■ TEXTE:
════

La chair de Jésus-Christ, qui a été vivifiante car elle était le temple de Dieu, il l’avait prise pareille à la nôtre. Dans cette condescendance de Dieu qu’est l’Incarnation il n’y a aucune glorification de l’homme, il n’y a pas « échange », mais cette souveraine intervention de Dieu est sa plus certaine promesse.
L’Incarnation promet la transformation du monde, et son influence dépasse infiniment la réhabilitation de l’homme : la création tout entière est en espérance transfigurée et vivifiée par la venue du fils de Dieu. En effet, toute la matière, les formes et les couleurs des choses de la terre prennent une signification nouvelle puisque Dieu lui-même entre en Jésus-Christ dans ce monde qu’il avait créé, réconciliant tout avec lui. Cette miraculeuse venue de Jésus-Christ parmi les hommes, au milieu de toutes les choses de la terre qui sont autant de signes dont il se sert dans ses paraboles, au milieu des champs, des vergers et des jardins des hommes, apparaît comme le nouvel accomplissement de l’œuvre de la création qui ne sera achevée dans sa plénitude qu’avec le retour du Seigneur.

════

■ DONNÉES SOURCES:

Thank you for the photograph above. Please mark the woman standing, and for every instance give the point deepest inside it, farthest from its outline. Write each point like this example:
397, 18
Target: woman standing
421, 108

════

■ CONSIGNES:
**1.** Répondez à ces questions sur le texte consacré à l'Incarnation.
(a) Pourquoi la chair de Jésus-Christ a-t-elle été vivifiante ?
(b) Qu'est-ce qui prend une signification nouvelle avec l'entrée de Dieu dans le monde ?
(c) Quand l'œuvre de la création sera-t-elle achevée dans sa plénitude ?
**2.** Reprenez le texte sur l'Incarnation après sa dernière phrase et poursuivez-le.

■ RÉPONSES FINALES:
**1.**
(a) Parce qu'elle était le temple de Dieu.
(b) Toute la matière, les formes et les couleurs des choses de la terre.
(c) Avec le retour du Seigneur.

**2.**
« Tout grand artiste, écrivait Fallot, croit implicitement à l’incarnation… L’incarnation légitime l’œuvre d’art, elle en est la raison d’être, elle en demeure le modèle11». René Schwob écrivait peu de temps après sa conversion au christianisme : « Une peinture n’est religieuse qu’en proportion du mystère divin et non pas seulement de la beauté apparente qu’elle comporte, une peinture est religieuse en proportion de ce qui y est passé et de tout ce qui y transpire de la perfection divine. C’est pourquoi le judaïsme intact, où Dieu ne s’est pas incarné, est incapable d’engendrer aucun art12».
Dans notre ravissement en face des plus belles œuvres païennes de l’antiquité, des temples de l’Égypte ou de la Grèce par exemple, reconnaissons qu’ils peuvent nous parler de l’ordre de Dieu, de l’unité de Dieu, de la beauté de Dieu, mais puisqu’ils ne peuvent pas témoigner d’abord de l’amour de Dieu incarné en Jésus-Christ, ils ne nous parlent pas de Dieu, mais seulement de certaines idées sur Dieu.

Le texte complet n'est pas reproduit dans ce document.